>>>>>

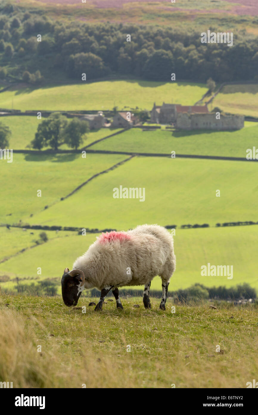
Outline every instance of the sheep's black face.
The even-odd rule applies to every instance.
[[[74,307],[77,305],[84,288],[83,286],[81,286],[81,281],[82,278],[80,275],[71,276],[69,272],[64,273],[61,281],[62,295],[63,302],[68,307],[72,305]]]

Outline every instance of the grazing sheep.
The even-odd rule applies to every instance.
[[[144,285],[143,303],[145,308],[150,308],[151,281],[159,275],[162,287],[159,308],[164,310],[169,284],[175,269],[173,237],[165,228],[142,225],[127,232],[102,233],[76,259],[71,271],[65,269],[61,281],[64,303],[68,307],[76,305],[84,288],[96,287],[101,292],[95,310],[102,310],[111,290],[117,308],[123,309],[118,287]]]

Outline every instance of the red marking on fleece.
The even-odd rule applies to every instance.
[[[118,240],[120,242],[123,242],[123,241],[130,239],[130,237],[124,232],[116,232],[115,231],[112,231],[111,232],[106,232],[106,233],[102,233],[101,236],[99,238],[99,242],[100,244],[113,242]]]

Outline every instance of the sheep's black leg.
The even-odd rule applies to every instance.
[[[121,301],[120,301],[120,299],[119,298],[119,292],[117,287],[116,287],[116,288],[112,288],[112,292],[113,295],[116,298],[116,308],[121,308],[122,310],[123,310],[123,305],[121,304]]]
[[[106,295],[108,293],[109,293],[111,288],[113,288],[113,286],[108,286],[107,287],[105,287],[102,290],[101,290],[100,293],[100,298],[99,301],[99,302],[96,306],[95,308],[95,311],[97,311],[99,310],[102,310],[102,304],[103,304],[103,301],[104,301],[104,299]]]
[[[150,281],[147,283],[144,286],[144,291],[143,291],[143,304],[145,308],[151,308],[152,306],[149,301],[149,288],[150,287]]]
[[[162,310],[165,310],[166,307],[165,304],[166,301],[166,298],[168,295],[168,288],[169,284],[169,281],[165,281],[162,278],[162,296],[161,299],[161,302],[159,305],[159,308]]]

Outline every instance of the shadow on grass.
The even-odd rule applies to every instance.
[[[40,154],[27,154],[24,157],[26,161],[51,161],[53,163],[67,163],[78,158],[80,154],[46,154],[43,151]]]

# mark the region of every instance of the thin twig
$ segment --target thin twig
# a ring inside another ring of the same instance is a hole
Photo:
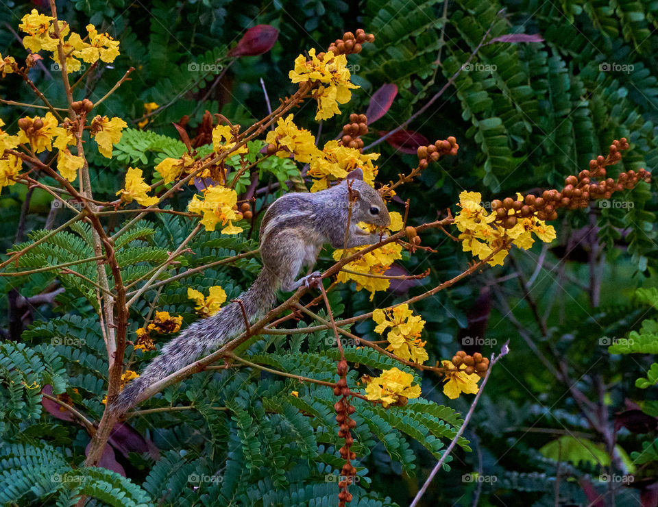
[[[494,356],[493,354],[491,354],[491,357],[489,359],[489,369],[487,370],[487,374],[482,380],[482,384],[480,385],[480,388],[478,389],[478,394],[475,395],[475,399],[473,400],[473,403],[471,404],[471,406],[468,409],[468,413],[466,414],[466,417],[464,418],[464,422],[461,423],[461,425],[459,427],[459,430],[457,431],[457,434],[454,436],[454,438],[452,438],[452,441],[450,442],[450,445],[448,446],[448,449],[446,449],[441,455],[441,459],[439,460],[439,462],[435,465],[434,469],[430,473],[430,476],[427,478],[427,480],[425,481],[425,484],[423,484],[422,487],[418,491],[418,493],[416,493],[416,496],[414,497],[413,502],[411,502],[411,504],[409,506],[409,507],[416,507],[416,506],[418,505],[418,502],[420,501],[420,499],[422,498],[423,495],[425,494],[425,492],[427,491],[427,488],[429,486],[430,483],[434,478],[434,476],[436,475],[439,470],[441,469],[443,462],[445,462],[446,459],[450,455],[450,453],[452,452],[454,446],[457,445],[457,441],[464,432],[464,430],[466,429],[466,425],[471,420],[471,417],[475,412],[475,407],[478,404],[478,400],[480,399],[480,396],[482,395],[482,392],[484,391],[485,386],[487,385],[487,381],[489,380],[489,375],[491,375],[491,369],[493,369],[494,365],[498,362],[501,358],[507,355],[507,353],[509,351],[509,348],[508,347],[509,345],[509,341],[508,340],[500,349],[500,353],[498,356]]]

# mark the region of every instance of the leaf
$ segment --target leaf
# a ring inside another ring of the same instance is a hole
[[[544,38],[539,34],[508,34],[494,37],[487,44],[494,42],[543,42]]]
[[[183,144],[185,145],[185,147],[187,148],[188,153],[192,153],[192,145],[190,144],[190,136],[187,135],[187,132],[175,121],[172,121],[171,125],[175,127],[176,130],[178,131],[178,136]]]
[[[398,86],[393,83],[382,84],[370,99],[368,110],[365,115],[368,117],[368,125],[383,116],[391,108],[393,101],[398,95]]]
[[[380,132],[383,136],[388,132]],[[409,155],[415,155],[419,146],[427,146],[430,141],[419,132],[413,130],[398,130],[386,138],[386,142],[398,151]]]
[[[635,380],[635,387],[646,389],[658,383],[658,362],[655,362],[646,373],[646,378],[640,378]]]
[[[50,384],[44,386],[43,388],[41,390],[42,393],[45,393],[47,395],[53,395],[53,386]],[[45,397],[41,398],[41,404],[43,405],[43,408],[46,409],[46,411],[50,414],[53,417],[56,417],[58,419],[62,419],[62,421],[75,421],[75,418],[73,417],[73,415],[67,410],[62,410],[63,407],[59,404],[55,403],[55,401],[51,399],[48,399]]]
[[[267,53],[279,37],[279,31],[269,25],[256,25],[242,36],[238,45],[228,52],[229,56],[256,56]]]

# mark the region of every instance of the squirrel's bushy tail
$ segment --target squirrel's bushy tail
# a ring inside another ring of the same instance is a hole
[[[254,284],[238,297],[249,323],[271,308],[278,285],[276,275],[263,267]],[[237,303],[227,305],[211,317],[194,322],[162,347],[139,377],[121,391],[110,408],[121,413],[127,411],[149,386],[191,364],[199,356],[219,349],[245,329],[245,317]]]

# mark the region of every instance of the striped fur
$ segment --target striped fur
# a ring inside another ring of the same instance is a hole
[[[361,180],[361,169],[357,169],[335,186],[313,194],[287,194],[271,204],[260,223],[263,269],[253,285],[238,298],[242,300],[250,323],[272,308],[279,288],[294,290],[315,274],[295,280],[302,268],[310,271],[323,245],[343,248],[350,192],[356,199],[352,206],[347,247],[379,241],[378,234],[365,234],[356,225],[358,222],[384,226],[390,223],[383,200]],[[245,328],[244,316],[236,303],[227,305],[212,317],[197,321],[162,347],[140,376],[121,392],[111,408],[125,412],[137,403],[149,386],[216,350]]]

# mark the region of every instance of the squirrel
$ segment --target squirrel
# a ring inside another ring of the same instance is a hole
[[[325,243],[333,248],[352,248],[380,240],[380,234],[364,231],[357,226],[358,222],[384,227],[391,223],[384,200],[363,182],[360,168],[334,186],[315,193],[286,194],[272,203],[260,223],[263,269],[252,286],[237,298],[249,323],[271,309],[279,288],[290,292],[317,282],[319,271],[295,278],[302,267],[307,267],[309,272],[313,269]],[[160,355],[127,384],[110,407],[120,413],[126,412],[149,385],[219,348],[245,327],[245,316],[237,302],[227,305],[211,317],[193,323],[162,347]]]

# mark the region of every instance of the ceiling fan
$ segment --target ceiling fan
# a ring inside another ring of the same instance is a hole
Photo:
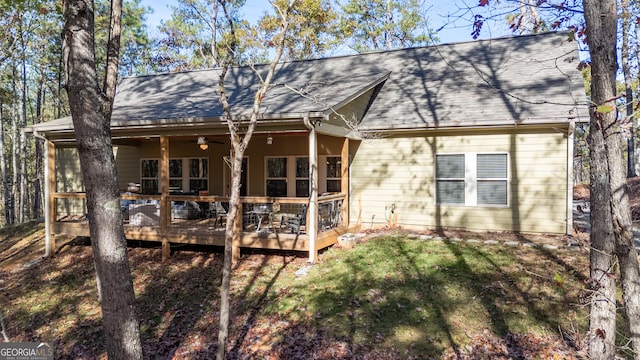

<<<<<

# JOB
Arrange every line of the listing above as a JSON list of strings, with one string per line and blank lines omitted. Leave the pictures out.

# EXERCISE RESULT
[
  "Outline every instance of the sheep's black face.",
  "The even-odd rule applies to every instance.",
  "[[[74,307],[77,305],[84,288],[83,286],[81,286],[81,281],[82,278],[80,275],[71,276],[69,272],[64,273],[61,281],[62,295],[63,302],[68,307],[72,305]]]",
  "Outline every instance of the grazing sheep.",
  "The even-odd rule applies to every instance.",
  "[[[144,285],[143,303],[145,308],[150,308],[151,281],[159,275],[162,287],[159,308],[164,310],[169,284],[175,269],[173,237],[165,228],[142,225],[127,232],[102,233],[76,259],[71,271],[65,269],[61,281],[64,303],[68,307],[76,305],[84,288],[96,287],[101,292],[95,310],[102,310],[111,290],[117,308],[123,309],[118,287]]]",
  "Outline every instance of the red marking on fleece.",
  "The even-odd rule applies to every instance.",
  "[[[118,240],[120,242],[123,242],[123,241],[130,239],[130,237],[124,232],[116,232],[115,231],[112,231],[111,232],[106,232],[106,233],[102,233],[101,236],[99,238],[99,242],[100,244],[113,242]]]",
  "Outline every instance of the sheep's black leg.",
  "The even-odd rule applies to every instance.",
  "[[[121,301],[120,301],[120,299],[119,298],[119,292],[117,287],[116,287],[116,288],[112,288],[112,292],[113,295],[116,298],[116,308],[121,308],[122,310],[123,310],[123,305],[121,304]]]",
  "[[[106,295],[108,293],[109,293],[111,288],[113,288],[113,286],[108,286],[107,287],[105,287],[102,290],[101,290],[100,293],[100,298],[99,301],[99,302],[96,306],[95,308],[95,311],[97,311],[99,310],[102,310],[102,304],[103,304],[103,301],[104,301],[104,299]]]",
  "[[[150,281],[147,283],[144,286],[144,291],[143,291],[143,304],[145,308],[151,308],[152,306],[149,301],[149,288],[150,287]]]",
  "[[[162,310],[165,310],[166,307],[165,304],[166,301],[166,298],[168,295],[168,288],[169,284],[169,281],[165,281],[162,278],[162,296],[161,299],[161,302],[159,305],[159,308]]]",
  "Outline every instance of the shadow on grass.",
  "The even-odd rule applies to every instance.",
  "[[[40,154],[27,154],[24,157],[26,161],[51,161],[53,163],[67,163],[78,158],[80,154],[46,154],[43,151]]]",
  "# mark the region of every instance of the thin twig",
  "$ segment --target thin twig",
  "# a ring inside another ring of the same instance is a hole",
  "Photo:",
  "[[[494,356],[493,354],[491,354],[491,357],[489,359],[489,369],[487,370],[487,374],[482,380],[482,384],[480,385],[480,388],[478,389],[478,394],[475,395],[475,399],[473,400],[473,403],[471,404],[471,406],[468,409],[468,413],[466,414],[466,417],[464,418],[464,422],[461,423],[461,425],[459,427],[459,430],[457,431],[457,434],[454,436],[454,438],[452,438],[452,441],[450,442],[450,445],[448,446],[448,449],[446,449],[441,455],[441,459],[439,460],[439,462],[435,465],[434,469],[430,473],[430,476],[427,478],[427,480],[425,481],[425,484],[423,484],[422,487],[418,491],[418,493],[416,493],[416,496],[414,497],[413,502],[411,502],[411,504],[409,506],[409,507],[416,507],[416,506],[418,505],[418,502],[420,501],[420,499],[422,498],[423,495],[425,494],[425,492],[427,491],[427,488],[429,486],[430,483],[434,478],[434,476],[436,475],[439,470],[441,469],[443,462],[445,462],[446,459],[450,455],[450,453],[452,452],[454,446],[457,445],[457,441],[464,432],[464,430],[466,429],[466,425],[471,420],[471,417],[475,412],[475,407],[478,404],[478,400],[480,399],[480,396],[482,395],[482,392],[484,391],[485,386],[487,385],[487,381],[489,380],[489,375],[491,375],[491,369],[493,369],[494,365],[498,362],[501,358],[507,355],[507,353],[509,351],[509,348],[508,347],[509,345],[509,341],[508,340],[500,349],[500,353],[498,356]]]",
  "# mark the region of every instance of the leaf",
  "$ segment --target leaf",
  "# a ring inside another ring of the same instance is a hole",
  "[[[544,38],[539,34],[508,34],[494,37],[487,44],[494,42],[543,42]]]",
  "[[[183,144],[185,145],[185,147],[187,148],[188,153],[192,153],[192,145],[190,144],[190,136],[187,135],[187,132],[175,121],[172,121],[171,125],[175,127],[176,130],[178,131],[178,136]]]",
  "[[[398,86],[393,83],[382,84],[370,99],[368,110],[365,115],[368,117],[368,125],[383,116],[391,108],[393,101],[398,95]]]",
  "[[[380,132],[383,136],[388,132]],[[409,155],[415,155],[419,146],[427,146],[430,141],[419,132],[413,130],[398,130],[386,138],[386,142],[398,151]]]",
  "[[[635,380],[635,387],[646,389],[658,383],[658,362],[655,362],[646,373],[646,378],[640,378]]]",
  "[[[50,384],[44,386],[43,388],[41,390],[42,393],[45,393],[47,395],[53,395],[53,386]],[[45,397],[41,398],[41,404],[43,405],[43,408],[46,409],[46,411],[50,414],[53,417],[56,417],[58,419],[62,419],[62,421],[75,421],[75,418],[73,417],[73,415],[67,410],[62,410],[63,407],[59,404],[55,403],[55,401],[51,399],[48,399]]]",
  "[[[267,53],[279,37],[279,31],[269,25],[256,25],[242,36],[238,45],[228,52],[229,56],[256,56]]]",
  "# mark the region of every instance of the squirrel's bushy tail",
  "$ segment --target squirrel's bushy tail",
  "# a ring inside another ring of the same instance is a hole",
  "[[[254,284],[238,297],[249,323],[271,308],[278,285],[276,275],[263,267]],[[237,303],[227,305],[211,317],[194,322],[162,347],[139,377],[121,391],[110,408],[121,413],[127,411],[149,386],[191,364],[199,356],[219,349],[245,329],[245,317]]]",
  "# mark the region of every instance of the striped fur",
  "$ segment --target striped fur",
  "# a ring inside another ring of the same instance is a hole",
  "[[[361,180],[361,169],[357,169],[335,186],[313,194],[287,194],[271,204],[260,223],[263,269],[253,285],[238,298],[242,300],[250,323],[272,308],[279,288],[294,290],[315,274],[295,280],[302,268],[310,271],[323,245],[343,248],[350,192],[356,199],[352,206],[347,247],[379,241],[378,234],[365,234],[356,225],[358,222],[384,226],[390,223],[383,200]],[[245,328],[244,316],[236,303],[227,305],[212,317],[197,321],[162,347],[140,376],[121,392],[111,408],[125,412],[137,403],[149,386],[216,350]]]",
  "# mark the region of every instance of the squirrel",
  "$ segment --target squirrel",
  "# a ring inside another ring of the same instance is a hole",
  "[[[325,243],[333,248],[352,248],[380,240],[380,234],[364,231],[357,226],[358,222],[384,227],[391,223],[384,200],[363,182],[360,168],[334,186],[315,193],[286,194],[272,203],[260,223],[263,269],[252,286],[237,298],[249,323],[271,309],[279,288],[290,292],[317,282],[319,271],[295,278],[302,267],[307,267],[309,272],[313,269]],[[160,355],[127,384],[110,407],[120,413],[126,412],[149,385],[219,348],[245,327],[245,316],[237,302],[227,305],[211,317],[193,323],[162,347]]]",
  "# mark the region of every instance of the ceiling fan",
  "$ segment --target ceiling fan",
  "# a ring inside another ring of the same instance is a hole",
  "Photo:"
]